• _How to complete this task_
Leave the pictures out and restate each entry below word for word.

(Data records)
——

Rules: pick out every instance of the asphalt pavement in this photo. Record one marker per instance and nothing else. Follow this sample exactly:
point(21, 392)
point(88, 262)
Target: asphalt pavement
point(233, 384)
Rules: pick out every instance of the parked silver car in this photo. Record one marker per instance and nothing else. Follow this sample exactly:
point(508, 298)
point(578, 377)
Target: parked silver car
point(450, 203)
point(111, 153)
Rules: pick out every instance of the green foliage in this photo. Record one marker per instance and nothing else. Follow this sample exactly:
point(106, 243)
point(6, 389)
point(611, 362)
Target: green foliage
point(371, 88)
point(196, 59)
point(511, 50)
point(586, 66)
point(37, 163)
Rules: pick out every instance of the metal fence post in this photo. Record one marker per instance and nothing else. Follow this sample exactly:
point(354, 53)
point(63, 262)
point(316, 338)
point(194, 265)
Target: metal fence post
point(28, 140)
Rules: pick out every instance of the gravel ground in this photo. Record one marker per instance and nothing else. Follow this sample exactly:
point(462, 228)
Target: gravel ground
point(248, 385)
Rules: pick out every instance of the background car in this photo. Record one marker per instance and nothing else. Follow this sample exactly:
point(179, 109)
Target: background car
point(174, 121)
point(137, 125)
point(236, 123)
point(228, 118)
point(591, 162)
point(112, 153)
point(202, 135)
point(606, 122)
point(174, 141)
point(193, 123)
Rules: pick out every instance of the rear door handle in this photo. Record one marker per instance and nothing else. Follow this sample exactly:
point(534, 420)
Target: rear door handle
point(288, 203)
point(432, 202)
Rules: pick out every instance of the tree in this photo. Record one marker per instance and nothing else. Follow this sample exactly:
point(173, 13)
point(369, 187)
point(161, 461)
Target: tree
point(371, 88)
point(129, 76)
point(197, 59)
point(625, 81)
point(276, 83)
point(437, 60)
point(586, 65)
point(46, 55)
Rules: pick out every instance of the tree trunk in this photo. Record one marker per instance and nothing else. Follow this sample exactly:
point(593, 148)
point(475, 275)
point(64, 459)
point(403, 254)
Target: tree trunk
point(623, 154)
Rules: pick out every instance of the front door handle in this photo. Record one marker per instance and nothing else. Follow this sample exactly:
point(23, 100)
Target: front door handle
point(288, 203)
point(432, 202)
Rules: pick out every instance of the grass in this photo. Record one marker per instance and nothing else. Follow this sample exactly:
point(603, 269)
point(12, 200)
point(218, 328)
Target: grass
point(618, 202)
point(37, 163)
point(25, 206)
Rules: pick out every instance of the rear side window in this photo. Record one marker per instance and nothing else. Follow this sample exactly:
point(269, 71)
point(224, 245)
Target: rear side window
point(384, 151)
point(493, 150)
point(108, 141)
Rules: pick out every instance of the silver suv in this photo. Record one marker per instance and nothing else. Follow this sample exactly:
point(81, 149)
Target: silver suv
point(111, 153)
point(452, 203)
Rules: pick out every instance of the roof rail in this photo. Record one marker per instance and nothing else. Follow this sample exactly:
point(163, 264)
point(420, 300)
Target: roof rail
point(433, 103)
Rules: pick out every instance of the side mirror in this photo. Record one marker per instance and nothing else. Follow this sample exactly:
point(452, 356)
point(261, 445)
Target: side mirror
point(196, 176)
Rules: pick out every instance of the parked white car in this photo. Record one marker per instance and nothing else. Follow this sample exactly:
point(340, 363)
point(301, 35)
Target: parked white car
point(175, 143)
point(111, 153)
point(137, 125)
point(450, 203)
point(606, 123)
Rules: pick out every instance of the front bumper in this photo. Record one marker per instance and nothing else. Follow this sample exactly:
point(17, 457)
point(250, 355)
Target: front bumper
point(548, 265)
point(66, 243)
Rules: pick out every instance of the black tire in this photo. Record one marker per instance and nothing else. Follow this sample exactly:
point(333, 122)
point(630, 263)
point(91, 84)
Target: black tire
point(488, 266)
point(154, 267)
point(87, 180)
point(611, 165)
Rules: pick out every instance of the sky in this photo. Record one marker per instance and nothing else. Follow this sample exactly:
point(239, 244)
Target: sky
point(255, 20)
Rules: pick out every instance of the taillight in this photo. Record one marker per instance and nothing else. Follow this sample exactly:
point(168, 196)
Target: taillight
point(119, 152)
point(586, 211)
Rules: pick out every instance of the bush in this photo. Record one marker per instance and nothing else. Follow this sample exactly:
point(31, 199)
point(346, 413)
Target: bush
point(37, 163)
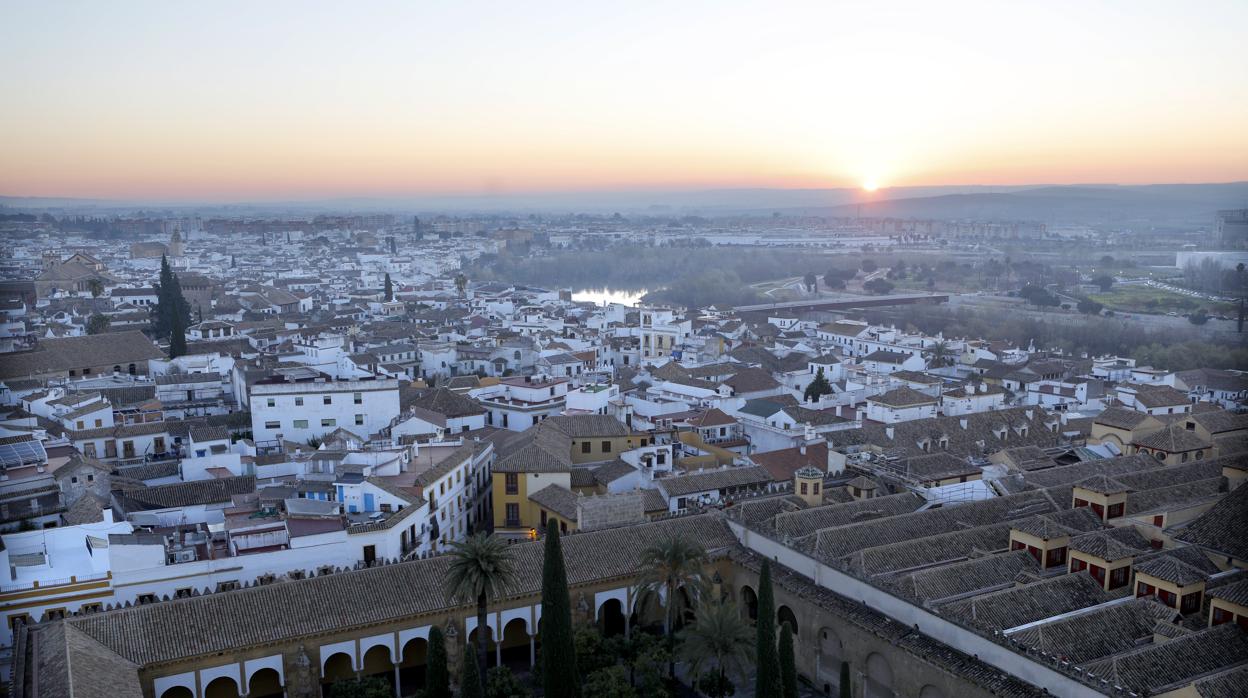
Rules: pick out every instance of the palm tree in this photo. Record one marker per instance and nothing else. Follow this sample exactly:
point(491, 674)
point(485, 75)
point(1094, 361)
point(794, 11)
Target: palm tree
point(669, 565)
point(723, 641)
point(481, 568)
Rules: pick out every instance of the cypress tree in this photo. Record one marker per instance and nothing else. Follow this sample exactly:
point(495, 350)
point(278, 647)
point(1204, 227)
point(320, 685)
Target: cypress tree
point(164, 295)
point(788, 663)
point(768, 678)
point(558, 649)
point(469, 682)
point(437, 677)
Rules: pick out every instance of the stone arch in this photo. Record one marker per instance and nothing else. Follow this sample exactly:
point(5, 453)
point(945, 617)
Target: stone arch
point(831, 653)
point(516, 646)
point(610, 618)
point(877, 678)
point(265, 683)
point(337, 667)
point(489, 644)
point(221, 687)
point(412, 662)
point(377, 663)
point(750, 603)
point(785, 614)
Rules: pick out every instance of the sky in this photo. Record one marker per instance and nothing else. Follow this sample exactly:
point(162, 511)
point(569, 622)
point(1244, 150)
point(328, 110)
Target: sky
point(282, 100)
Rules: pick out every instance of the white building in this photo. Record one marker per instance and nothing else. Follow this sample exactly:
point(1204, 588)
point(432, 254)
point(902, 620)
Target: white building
point(302, 411)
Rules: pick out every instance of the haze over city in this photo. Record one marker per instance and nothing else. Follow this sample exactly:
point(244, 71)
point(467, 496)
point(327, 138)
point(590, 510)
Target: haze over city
point(245, 101)
point(647, 350)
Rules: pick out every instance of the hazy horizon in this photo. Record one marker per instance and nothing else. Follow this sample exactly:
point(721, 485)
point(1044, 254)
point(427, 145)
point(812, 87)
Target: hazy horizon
point(293, 101)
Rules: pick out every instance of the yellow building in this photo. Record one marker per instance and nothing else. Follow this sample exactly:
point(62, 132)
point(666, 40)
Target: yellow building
point(543, 456)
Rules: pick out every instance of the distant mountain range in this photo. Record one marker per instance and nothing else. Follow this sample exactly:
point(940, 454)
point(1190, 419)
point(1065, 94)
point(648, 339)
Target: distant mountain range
point(1072, 204)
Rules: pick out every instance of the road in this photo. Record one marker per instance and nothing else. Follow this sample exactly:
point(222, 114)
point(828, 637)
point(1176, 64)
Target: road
point(1221, 330)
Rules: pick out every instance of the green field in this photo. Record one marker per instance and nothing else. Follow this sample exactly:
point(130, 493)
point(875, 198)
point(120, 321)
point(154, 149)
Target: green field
point(1146, 299)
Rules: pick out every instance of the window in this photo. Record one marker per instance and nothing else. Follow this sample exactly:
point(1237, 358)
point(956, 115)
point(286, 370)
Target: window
point(1221, 616)
point(1055, 557)
point(1191, 603)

——

• _Exercise result_
Rules: pick out every instance of the asphalt pavement in this photo. Record one marker per instance and nothing else. Follow this sample exactly:
point(21, 392)
point(88, 262)
Target: asphalt pavement
point(233, 384)
Rules: pick out every instance of the parked silver car in this photo. Record one marker per instance and nothing else. Follow this sample exactly:
point(508, 298)
point(578, 377)
Target: parked silver car
point(450, 203)
point(111, 153)
Rules: pick out every instance of the green foliage in this photo. Record one marker per instance and nothing else. Follow this sample exactly:
point(106, 243)
point(6, 389)
point(611, 362)
Target: green foliage
point(371, 88)
point(196, 59)
point(511, 50)
point(586, 66)
point(37, 163)
Rules: pick out every instance of the metal fence post in this photo. Record one marker per instance and nothing else. Follow this sample exactly:
point(354, 53)
point(63, 262)
point(316, 338)
point(194, 265)
Target: metal fence post
point(28, 140)
Rules: pick out every instance of the gravel ground in this photo. Record one marker per instance and nothing else. Follow this sample exactly:
point(462, 228)
Target: gravel ground
point(248, 385)
Rules: pick out every instance of the background car in this photo. Record one marker per instance and nothing else. Follow this sample exactly:
point(179, 109)
Target: background car
point(174, 121)
point(137, 125)
point(236, 123)
point(228, 118)
point(591, 162)
point(112, 153)
point(202, 135)
point(606, 122)
point(174, 141)
point(193, 123)
Rules: pick out every instance of the rear door handle in this photo. Record one marker per instance and nothing else. Follow this sample exactly:
point(534, 420)
Target: rear door handle
point(288, 203)
point(432, 202)
Rules: pick out every instance of the tree in this photo. Record one marker per instance and nothing else. Follow this sample exactly:
point(173, 13)
point(369, 187)
point(161, 461)
Target: tree
point(371, 88)
point(129, 76)
point(197, 59)
point(625, 81)
point(276, 83)
point(437, 60)
point(586, 65)
point(46, 55)
Rules: pick out every instance of the tree trunk in this photo. Record one marker per instance and nothing else. Follow this sample exactly:
point(593, 148)
point(475, 275)
point(64, 459)
point(403, 254)
Target: tree trunk
point(623, 154)
Rules: pick out every instance of the front door handle in this photo. Record one marker per instance and nothing else. Follow this sample exactly:
point(23, 100)
Target: front door handle
point(288, 203)
point(432, 202)
Rules: pick out every instance of the grass in this photo. Record one marker per instance and nothing else. Follow this sample exactly:
point(603, 269)
point(12, 200)
point(218, 328)
Target: grass
point(618, 202)
point(37, 163)
point(25, 206)
Rules: pick out every instance of the rear side window in this photo. Record one marker per instance and nothing else. Follow this sample exactly:
point(269, 71)
point(224, 245)
Target: rear side window
point(384, 151)
point(493, 150)
point(108, 141)
Rules: pick out every instance of the silver suv in this photo. Record one marker per instance and nothing else. Follow this sample exactly:
point(81, 149)
Target: silver suv
point(111, 153)
point(452, 203)
Rules: pick out every instance of the roof rail in this photo. Record one marker per instance and nothing else. Follow this sample exactly:
point(163, 264)
point(420, 300)
Target: roof rail
point(433, 103)
Rules: pick out every instance of the side mirror in this photo. Record one marker per instance and nothing else. Follow this sample exactly:
point(452, 356)
point(261, 445)
Target: side mirror
point(196, 176)
Rules: pick out every instance of the parked white car in this photo. Record one marker per instance and nothing else. Follow this sample exactly:
point(340, 363)
point(301, 35)
Target: parked white car
point(175, 143)
point(111, 153)
point(137, 125)
point(450, 203)
point(606, 123)
Rules: pick out every instance of the front bumper in this photo. Record one marker per instance and nothing else. Follow this sample exactly:
point(17, 457)
point(250, 355)
Target: front bumper
point(548, 265)
point(66, 243)
Rules: pick out every instance of the black tire in this photo. Record one marker per instance and nothing else. Follow this sample exactly:
point(333, 122)
point(630, 263)
point(91, 84)
Target: black tire
point(488, 266)
point(154, 267)
point(87, 180)
point(611, 165)
Rules: pick out every instance of the sky in this photo. Record one marker per instance and nothing else. Follow this sample exactly:
point(239, 244)
Target: sky
point(255, 20)
Rules: pick out every instance of the taillight in this photo. Record one marker per instance and nothing else. Follow this sample exactly:
point(168, 196)
Target: taillight
point(119, 152)
point(586, 211)
Rules: pick out every instance of the bush in this photo. Record one marker per instance and nothing else. Follow this sample exactly:
point(31, 199)
point(346, 413)
Target: bush
point(37, 163)
Rules: pick out every instance of the palm tree in this photo. Record one marker per instance and nothing else. Follow this sample exactly:
point(491, 674)
point(485, 75)
point(1094, 361)
point(794, 11)
Target: palm tree
point(669, 565)
point(723, 641)
point(481, 568)
Rules: pick out every instance of the cypress tree in this photo. Record one marker per instance and nothing else. Follow this sample exactly:
point(495, 350)
point(278, 647)
point(1204, 227)
point(320, 685)
Target: cypress tree
point(164, 295)
point(788, 663)
point(768, 678)
point(558, 649)
point(469, 682)
point(437, 677)
Rules: pick out every instance of the stone arch in this photo. Record one marker per instance and nothing else. Follow this sample exactly:
point(5, 453)
point(945, 617)
Target: stone arch
point(831, 653)
point(516, 646)
point(610, 618)
point(877, 678)
point(265, 683)
point(337, 667)
point(489, 644)
point(221, 687)
point(412, 662)
point(377, 663)
point(750, 603)
point(785, 614)
Rules: pick out every instance of the sky in this photo. Record one marker per instance and nothing else. Follow this sample exactly:
point(162, 511)
point(569, 622)
point(1244, 150)
point(328, 110)
Target: sky
point(282, 100)
Rules: pick out every instance of the white building in this photo. Record one marker per instance and nothing else. Follow this sample exactly:
point(1204, 588)
point(432, 254)
point(902, 620)
Target: white building
point(302, 411)
Rules: pick out every instance of the haze over city in this photo. Record one marker per instance and nothing else. Follow this sample exactly:
point(244, 71)
point(467, 496)
point(327, 138)
point(590, 510)
Target: haze over city
point(245, 101)
point(647, 350)
Rules: pick out every instance of the hazy horizon in this photo. Record one marker per instance and nothing else. Follow this sample exactly:
point(721, 485)
point(1044, 254)
point(427, 145)
point(812, 87)
Target: hazy horizon
point(293, 101)
Rules: pick out every instance of the yellow building in this photo. Record one marker per instance and nothing else. Follow this sample exactly:
point(62, 132)
point(666, 40)
Target: yellow building
point(543, 456)
Rules: pick out every instance of the distant mountain range in this photo. Record one marker per instance and nothing else. Follow this sample exactly:
point(940, 454)
point(1190, 419)
point(1065, 94)
point(648, 339)
Target: distant mountain range
point(1072, 204)
Rules: pick out every instance of the road in this photo. Record one marker per instance and nothing else. Follow this sample exactly:
point(222, 114)
point(828, 637)
point(1176, 64)
Target: road
point(1221, 330)
Rules: pick out every instance of the green field in this photo. Record one marker per instance and nothing else. Follow this sample exactly:
point(130, 493)
point(875, 198)
point(120, 321)
point(154, 149)
Target: green field
point(1146, 299)
Rules: pick out every instance of the window in this photo. Record one marker per instance and nothing else. Follow this sample exactly:
point(1237, 358)
point(956, 115)
point(286, 370)
Target: window
point(1221, 616)
point(1055, 557)
point(1191, 603)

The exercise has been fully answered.